**Required work:**
a. Please reproduce everything in the gas kinetic energy solution from "Hint : To solve" down to "the Boltzmann’s constant.".
b. Continue the gas kinetic energy solution beyond its last line.

**Document section:**
■ ■ ■ ■
Question

Kinetic energy per molecule of a gas at N.T.P. is: $ \left( {k = 1.38 \times {{10}^{ - 23}}J/K} \right) $
(A) $ 5.65 \times {10^{ - 21}}J $
(B) $ 1.38 \times {10^{ - 21}}J $
(C) $ 2.07 \times {10^{ - 23}}J $
(D) $ 3.77 \times {10^{ - 23}}J $

Answer 1

Hint : To solve this question, we need to use the formula of the kinetic energy of a molecule of a gas. Then we have to put the value of the normal temperature and the Boltzmann’s constant in that to get the final answer.

Formula used: The formula used to solve this question is given by
 $ E = \dfrac{3}{2}kT $ , here $ E $ is the kinetic energy of a gas molecule at an absolute temperature of $ T $ , $ k $ is the Boltzmann’s constant.

Complete step by step answer:
We know that the kinetic energy of a molecule of gas due to its thermal motion is given by
 $ E = \dfrac{3}{2}kT $ (1)
Now, according to the question the gas is at the normal temperature and pressure. We know that the normal pressure is equal to $ 1atm $ , and the normal temperature is equal to $ {20^ \circ }C $ . Therefore we have
 $ T = {20^ \circ }C $
We know that $ K{ = ^ \circ }C + 273 $ . So we gave
 $ T = \left( {20 + 273} \right)K $
 $ T = 293K $ (2)
Also, according to the question, we have the value of the Boltzmann’s constant as
 $ k = 1.38 \times {10^{ - 23}}J/K $ (3)
■ ■ ■ ■
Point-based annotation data
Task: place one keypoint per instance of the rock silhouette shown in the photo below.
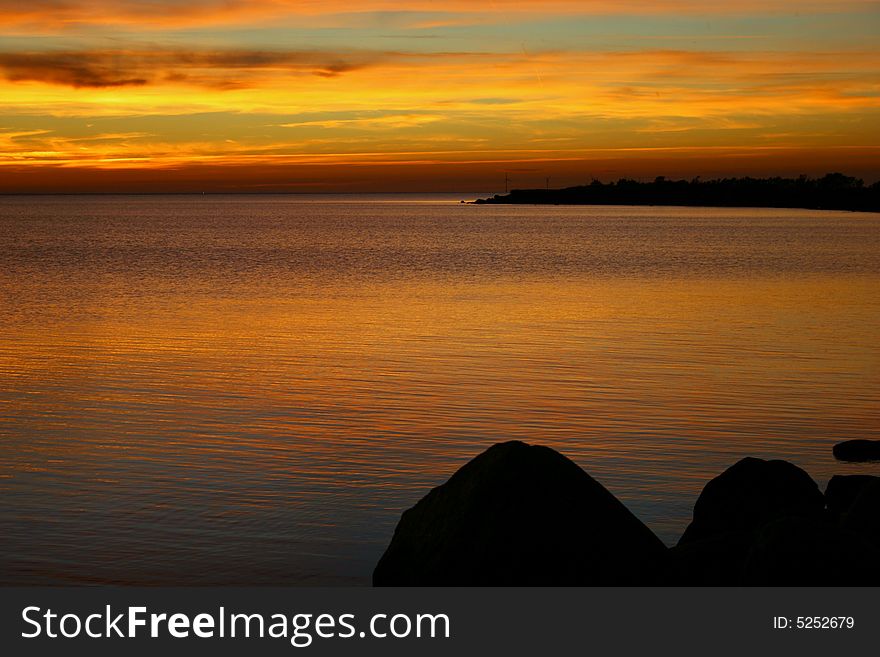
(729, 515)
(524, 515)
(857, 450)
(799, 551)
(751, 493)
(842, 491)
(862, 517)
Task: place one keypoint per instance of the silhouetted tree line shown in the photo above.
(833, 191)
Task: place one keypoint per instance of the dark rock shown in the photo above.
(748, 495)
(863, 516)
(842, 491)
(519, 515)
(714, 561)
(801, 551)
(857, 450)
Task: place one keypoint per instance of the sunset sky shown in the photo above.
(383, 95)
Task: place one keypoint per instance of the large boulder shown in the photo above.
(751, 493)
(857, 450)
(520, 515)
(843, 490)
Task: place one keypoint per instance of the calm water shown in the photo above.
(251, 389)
■ ■ ■ ■
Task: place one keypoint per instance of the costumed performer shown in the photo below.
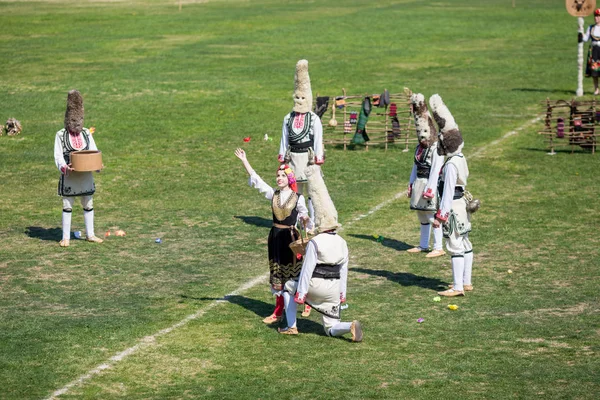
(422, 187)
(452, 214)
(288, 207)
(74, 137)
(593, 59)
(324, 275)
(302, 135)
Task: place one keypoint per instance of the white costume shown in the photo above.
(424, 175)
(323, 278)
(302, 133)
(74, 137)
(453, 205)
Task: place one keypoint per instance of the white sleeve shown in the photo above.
■ ■ ■ ■
**Results of the tasks:**
a.
Hint : To solve this question, we need to use the formula of the kinetic energy of a molecule of a gas. Then we have to put the value of the normal temperature and the Boltzmann’s constant in that to get the final answer.

Formula used: The formula used to solve this question is given by
 $ E = \dfrac{3}{2}kT $ , here $ E $ is the kinetic energy of a gas molecule at an absolute temperature of $ T $ , $ k $ is the Boltzmann’s constant.

b.
Substituting (2) and (3) in (1) we get
 $ E = \dfrac{3}{2} \times 1.38 \times {10^{ - 23}} \times 293 $
On solving we get
 $ E = 6.06 \times {10^{ - 21}}J $
From the options given in the question, the nearest matching value of the kinetic energy is equal to $ 5.65 \times {10^{ - 21}}J $ .
Hence, the correct answer is option (A).

Note:
The value of the kinetic energy per molecule is the same for all the gases. It does not depend on the atomicity of the gas. Also, do not confuse between the values of the standard temperature and pressure (STP), and the normal temperature and pressure (NTP). The standard pressure is the same as the normal pressure, which is equal to one atmosphere. But the standard temperature is equal to $ {0^ \circ }C $ or $ 273K $ , while the normal temperature is equal to $ {20^ \circ }C $ or $ 293K $ .